[Shape annotation listing]
++++++++

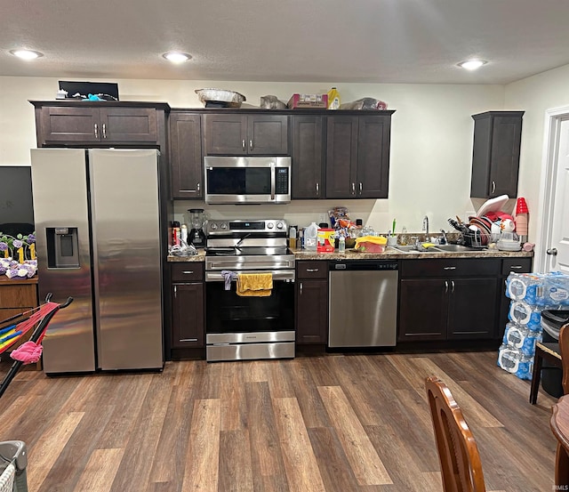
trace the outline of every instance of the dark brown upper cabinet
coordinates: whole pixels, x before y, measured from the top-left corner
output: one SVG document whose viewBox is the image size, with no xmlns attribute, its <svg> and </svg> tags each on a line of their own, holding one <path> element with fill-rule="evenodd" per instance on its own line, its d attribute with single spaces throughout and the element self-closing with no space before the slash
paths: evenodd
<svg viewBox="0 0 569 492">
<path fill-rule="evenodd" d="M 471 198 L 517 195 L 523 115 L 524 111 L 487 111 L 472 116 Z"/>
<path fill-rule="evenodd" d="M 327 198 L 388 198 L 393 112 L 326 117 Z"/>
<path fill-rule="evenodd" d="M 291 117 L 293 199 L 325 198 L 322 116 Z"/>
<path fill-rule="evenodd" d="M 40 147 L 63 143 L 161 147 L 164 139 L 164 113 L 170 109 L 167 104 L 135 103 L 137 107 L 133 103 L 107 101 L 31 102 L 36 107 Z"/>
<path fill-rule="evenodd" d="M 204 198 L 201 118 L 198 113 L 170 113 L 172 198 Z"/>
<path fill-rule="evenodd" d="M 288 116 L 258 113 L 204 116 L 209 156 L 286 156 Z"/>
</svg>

++++++++

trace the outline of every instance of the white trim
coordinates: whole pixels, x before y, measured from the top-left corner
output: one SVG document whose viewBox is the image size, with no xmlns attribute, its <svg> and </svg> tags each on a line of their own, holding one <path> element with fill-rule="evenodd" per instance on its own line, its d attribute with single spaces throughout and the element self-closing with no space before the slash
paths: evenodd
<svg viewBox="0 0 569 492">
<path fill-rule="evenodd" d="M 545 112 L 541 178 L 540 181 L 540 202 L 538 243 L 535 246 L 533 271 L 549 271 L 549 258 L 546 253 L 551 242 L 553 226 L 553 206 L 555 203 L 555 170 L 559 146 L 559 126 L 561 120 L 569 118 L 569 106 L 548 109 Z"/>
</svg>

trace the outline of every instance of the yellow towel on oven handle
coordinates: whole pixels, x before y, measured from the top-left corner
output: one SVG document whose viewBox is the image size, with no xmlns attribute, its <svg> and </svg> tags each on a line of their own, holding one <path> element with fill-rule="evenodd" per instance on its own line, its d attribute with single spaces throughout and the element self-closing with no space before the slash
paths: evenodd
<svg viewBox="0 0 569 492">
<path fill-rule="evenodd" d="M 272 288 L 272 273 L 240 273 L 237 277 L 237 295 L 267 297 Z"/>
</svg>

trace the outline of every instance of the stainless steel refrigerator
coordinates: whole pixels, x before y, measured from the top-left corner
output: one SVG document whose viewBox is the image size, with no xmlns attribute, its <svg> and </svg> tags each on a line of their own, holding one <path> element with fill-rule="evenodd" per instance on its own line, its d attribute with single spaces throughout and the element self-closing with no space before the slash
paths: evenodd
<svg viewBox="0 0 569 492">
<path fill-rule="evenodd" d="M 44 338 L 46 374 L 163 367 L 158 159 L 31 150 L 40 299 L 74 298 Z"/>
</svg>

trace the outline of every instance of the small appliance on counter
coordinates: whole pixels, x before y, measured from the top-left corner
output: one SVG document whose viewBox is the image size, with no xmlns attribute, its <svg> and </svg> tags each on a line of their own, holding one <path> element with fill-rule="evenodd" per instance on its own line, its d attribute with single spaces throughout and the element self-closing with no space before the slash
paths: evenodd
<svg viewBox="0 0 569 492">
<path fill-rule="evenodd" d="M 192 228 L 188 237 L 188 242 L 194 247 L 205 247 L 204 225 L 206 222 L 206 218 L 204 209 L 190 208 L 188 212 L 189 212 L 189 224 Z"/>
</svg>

++++++++

What is expected: Rewrite the listing from the line with "trace the outline of every instance of the dark" through the line with "327 198 L 388", switching "upper cabinet" to "wall cabinet" and leaving everything else unchanged.

The result:
trace the outline of every instance of the dark brown wall cabinet
coordinates: whole pixels, x before y, measured from the top-left corner
output: one SVG document whose viewBox is the image size, with no xmlns attribute, its <svg> and </svg> tags each on a line of their own, holding one <path> element with fill-rule="evenodd" per instance on its own line, its d attribute with single spaces throughout and the element self-closing with no space before the slash
paths: evenodd
<svg viewBox="0 0 569 492">
<path fill-rule="evenodd" d="M 471 198 L 517 195 L 523 115 L 524 111 L 487 111 L 472 116 Z"/>
<path fill-rule="evenodd" d="M 327 198 L 388 198 L 393 112 L 326 117 Z"/>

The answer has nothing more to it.